--- BEGIN SELECTED TEXT ---

When we actually did projects, they would accept the work, semi-cooperate, and
then bury the finished product because the Board wouldn't approve it.

Even if we didn't have someone hovering over the project, trying to
micromanage it, we always ended up with a committee-based feedback system. No
matter what we did, _someone_ would hate _some_ part of it and demand it be
changed.

------
getdavidhiggins
I am using this site Hamburger Menu as a sort of browser 'acid test' and
trying to get it displaying correctly on as many devices as I can. It turned
out to be hard getting this to display in different browsers. I tried using a
polyfill for the emoji like Twemoji and Emojify, but they break under
different conditions. The site is more or less a browser acid test right now
and a learning experience if anything. I will be importing what I learned
about this site into future projects for sure. It originally started out as a
bit of fun, but mushroomed a bit as more time was allocated to it.
[https://www.hamburgermenu.xyz/](https://www.hamburgermenu.xyz/)

------
krapp
Still working on the same uninteresting projects.

Working on making Space Invaders in C++/SDL. Since the last thread i've added
vector motion (with terrible "physics"), sound, gotten enemy fire to work and
a basic game state running. Currently i'm working on string rendering and UI
so I can have buttons, then the first game state transitions (title screen to
play screen.)

Also, a threaded forum which is turning out to be an anonymous Hacker News
clone in PHP: [https://imgur.com/Yojr7Dv](https://imgur.com/Yojr7Dv) (I'm not
actually calling it Slacker News though, I just thought it was funny.)

------
ftfish
[http://www.botwiki.org](http://www.botwiki.org) \-- an open-source collection
of tutorials, articles, datasets and other resources for creating
useful/interesting/artistic online bots.

--- END SELECTED TEXT ---

- **GIVEN INSTRUCTION 1**: Write out the passage from the forum thread starting at "Working on making" and ending at "play screen.)".
- **GIVEN INSTRUCTION 2**: From the listing below, give again the lines starting at the line that contains "blue plastic barrel" and ending at the line that contains "[(318, 155)]", with both of those lines included.

--- BEGIN TASK INPUT ---

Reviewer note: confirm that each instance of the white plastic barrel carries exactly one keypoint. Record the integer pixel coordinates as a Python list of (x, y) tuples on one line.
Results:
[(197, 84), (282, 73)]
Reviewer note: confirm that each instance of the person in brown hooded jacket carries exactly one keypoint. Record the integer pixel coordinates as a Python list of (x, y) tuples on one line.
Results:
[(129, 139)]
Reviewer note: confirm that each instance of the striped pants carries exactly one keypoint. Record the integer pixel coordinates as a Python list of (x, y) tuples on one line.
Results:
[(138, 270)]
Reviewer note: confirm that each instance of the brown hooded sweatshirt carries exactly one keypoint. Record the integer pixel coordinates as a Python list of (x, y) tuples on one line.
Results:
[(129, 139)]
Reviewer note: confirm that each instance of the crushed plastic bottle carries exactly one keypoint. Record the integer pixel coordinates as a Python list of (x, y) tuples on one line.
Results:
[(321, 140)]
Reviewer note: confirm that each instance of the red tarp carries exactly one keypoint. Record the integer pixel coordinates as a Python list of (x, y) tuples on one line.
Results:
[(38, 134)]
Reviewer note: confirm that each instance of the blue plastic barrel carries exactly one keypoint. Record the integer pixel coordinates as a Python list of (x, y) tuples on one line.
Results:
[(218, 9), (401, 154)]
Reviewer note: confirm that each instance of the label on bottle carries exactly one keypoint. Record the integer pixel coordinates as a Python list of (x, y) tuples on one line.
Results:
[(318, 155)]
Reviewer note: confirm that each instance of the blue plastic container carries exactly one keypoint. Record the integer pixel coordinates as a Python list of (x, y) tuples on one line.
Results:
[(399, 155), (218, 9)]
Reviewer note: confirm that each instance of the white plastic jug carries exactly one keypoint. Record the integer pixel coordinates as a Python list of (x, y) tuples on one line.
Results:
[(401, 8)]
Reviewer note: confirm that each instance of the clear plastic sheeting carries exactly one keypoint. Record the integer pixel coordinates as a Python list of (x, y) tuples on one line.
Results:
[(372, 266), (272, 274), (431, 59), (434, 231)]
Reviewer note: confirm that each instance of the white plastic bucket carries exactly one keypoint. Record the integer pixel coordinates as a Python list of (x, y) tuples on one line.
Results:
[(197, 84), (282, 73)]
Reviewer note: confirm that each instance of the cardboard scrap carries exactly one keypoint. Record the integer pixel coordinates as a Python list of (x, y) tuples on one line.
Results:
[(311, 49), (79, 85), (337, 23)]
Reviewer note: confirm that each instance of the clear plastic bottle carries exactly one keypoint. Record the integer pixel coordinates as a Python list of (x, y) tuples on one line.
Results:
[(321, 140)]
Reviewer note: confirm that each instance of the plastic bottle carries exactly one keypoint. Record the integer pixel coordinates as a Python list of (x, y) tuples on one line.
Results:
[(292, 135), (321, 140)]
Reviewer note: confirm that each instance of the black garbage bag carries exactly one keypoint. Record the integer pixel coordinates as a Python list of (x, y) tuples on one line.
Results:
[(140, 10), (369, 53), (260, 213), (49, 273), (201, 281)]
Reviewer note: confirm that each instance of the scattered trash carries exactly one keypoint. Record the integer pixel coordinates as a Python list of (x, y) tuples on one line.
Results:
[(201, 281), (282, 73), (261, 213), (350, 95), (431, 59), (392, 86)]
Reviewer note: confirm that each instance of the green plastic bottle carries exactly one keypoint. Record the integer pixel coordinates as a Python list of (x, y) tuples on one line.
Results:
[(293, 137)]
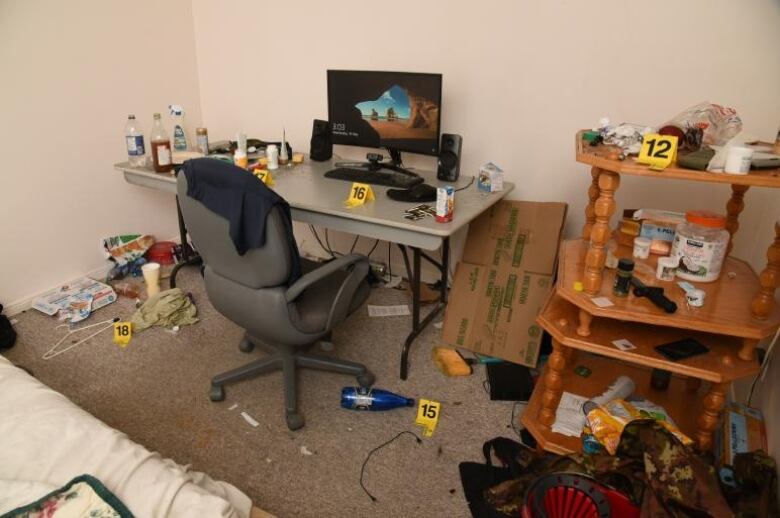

--- END TASK INPUT ---

- **COMPLETE RESPONSE 1**:
Working on making Space Invaders in C++/SDL. Since the last thread i've added
vector motion (with terrible "physics"), sound, gotten enemy fire to work and
a basic game state running. Currently i'm working on string rendering and UI
so I can have buttons, then the first game state transitions (title screen to
play screen.)

- **COMPLETE RESPONSE 2**:
Reviewer note: confirm that each instance of the blue plastic barrel carries exactly one keypoint. Record the integer pixel coordinates as a Python list of (x, y) tuples on one line.
Results:
[(218, 9), (401, 154)]
Reviewer note: confirm that each instance of the label on bottle carries exactly one keypoint. Record the integer pixel coordinates as a Python list of (x, y) tuples on one line.
Results:
[(318, 155)]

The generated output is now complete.